Instructions for the task:
Recast the lines below as a numbered list, skipping any blank lines, and omit the pictures from your answer.

[Entries from a dataset]
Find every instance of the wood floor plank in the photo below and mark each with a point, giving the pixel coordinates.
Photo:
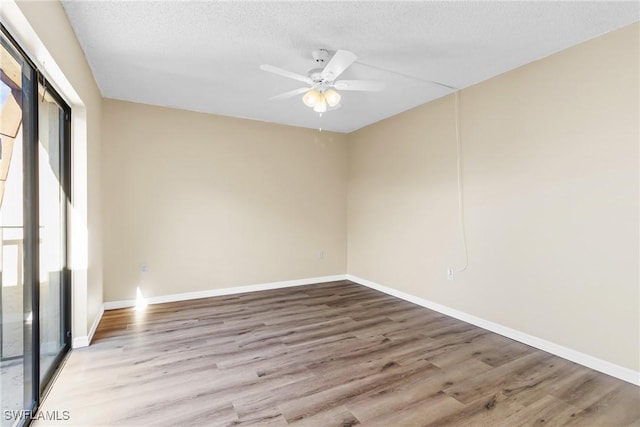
(332, 354)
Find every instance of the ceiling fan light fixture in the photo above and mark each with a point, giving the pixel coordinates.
(332, 97)
(321, 105)
(312, 98)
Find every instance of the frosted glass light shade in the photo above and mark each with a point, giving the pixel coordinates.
(311, 98)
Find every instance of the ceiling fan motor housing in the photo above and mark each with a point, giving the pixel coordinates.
(320, 56)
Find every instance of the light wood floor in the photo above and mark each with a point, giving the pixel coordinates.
(334, 354)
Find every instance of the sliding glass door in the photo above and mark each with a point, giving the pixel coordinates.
(34, 188)
(15, 299)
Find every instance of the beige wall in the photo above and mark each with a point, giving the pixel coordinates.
(212, 202)
(550, 165)
(43, 30)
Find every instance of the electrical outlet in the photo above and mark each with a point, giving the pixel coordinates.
(450, 273)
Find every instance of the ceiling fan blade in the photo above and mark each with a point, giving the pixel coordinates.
(291, 93)
(364, 85)
(285, 73)
(340, 62)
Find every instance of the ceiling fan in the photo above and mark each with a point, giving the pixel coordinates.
(322, 88)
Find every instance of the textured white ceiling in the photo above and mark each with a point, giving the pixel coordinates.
(204, 56)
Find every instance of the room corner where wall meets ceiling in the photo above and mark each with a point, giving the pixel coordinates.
(195, 202)
(550, 173)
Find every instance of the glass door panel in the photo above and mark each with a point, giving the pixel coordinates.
(15, 313)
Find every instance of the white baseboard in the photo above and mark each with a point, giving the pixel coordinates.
(113, 305)
(84, 341)
(592, 362)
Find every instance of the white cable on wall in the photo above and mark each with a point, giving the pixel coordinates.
(461, 223)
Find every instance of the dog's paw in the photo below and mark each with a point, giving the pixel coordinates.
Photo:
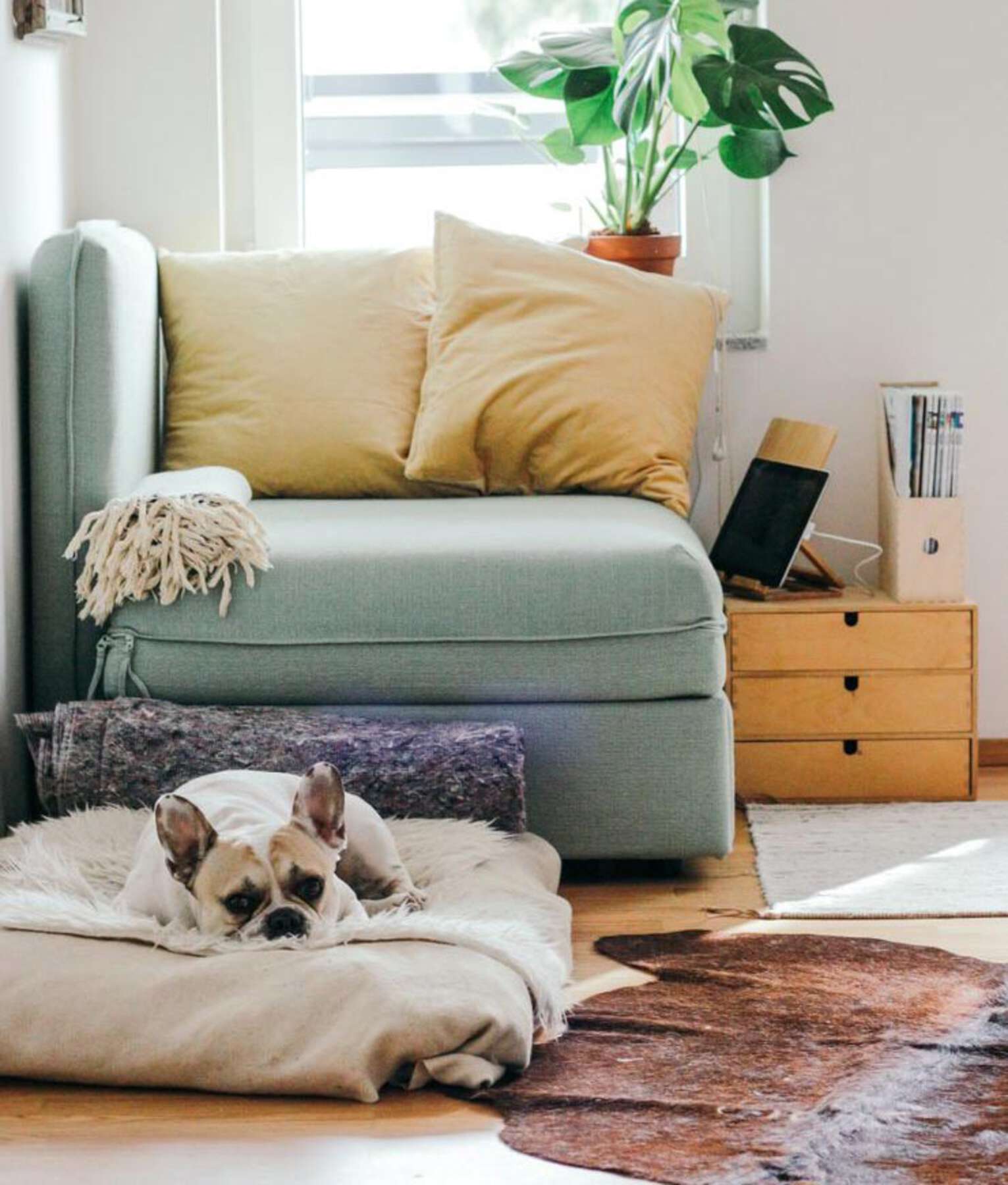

Solution to this problem:
1. Find every instance of the wood floor plank in the photo below and mark each with a point, giving the pixel coordinates.
2. Photo:
3. (332, 354)
4. Find every instance of the ceiling fan light fixture in the photo above and mark each with a point, giving the pixel coordinates.
5. (332, 97)
6. (321, 105)
7. (312, 98)
8. Find every instance of the frosted glass light shade in the photo above and mark each with a point, giving the pixel coordinates.
9. (311, 98)
10. Find every instance of the ceiling fan motor housing in the photo above and mark each with a point, giving the pixel coordinates.
11. (320, 56)
12. Find every instance of the light wood floor in the photo above and mark each with a point, giving the pixel coordinates.
13. (334, 354)
14. Find every instance of the sliding glass door in the photo above and mark each with a point, giving the pixel coordinates.
15. (34, 188)
16. (15, 299)
17. Find every instance of the beige wall in the photo above and mark each with a point, giving the pixel coordinates.
18. (212, 202)
19. (550, 165)
20. (43, 30)
21. Find every instance of the electrical outlet in the photo above and mark each with a point, giving the pixel coordinates.
22. (450, 273)
23. Find every instance of the ceiling fan blade in the photo above and mark each with a point, giving the pixel coordinates.
24. (291, 93)
25. (364, 85)
26. (285, 73)
27. (340, 62)
28. Find every instance of the ceiling fan in the photo above and mark each with a point, giving the pixel coordinates.
29. (322, 88)
30. Find every instance of the textured white ceiling in the photo above and mark each with a point, giving the pixel coordinates.
31. (204, 56)
32. Find every instance of the room corner where wall meets ceiling in the photo above and mark each with a point, giving the pixel coordinates.
33. (195, 202)
34. (550, 173)
35. Find every instance of the glass door panel in the photo above and mark each with a point, giving the pixel coordinates.
36. (15, 313)
37. Find every instance of the white baseboard in the photo above and mark each with a point, giving the pixel coordinates.
38. (113, 305)
39. (84, 341)
40. (592, 362)
41. Find every instance of the white cable on wall in the photo above and mark each with a point, giving the pixel coordinates.
42. (461, 223)
43. Find every instance of the dog's paw in the photo below and mark each with a point, giving the pixel coordinates.
44. Photo:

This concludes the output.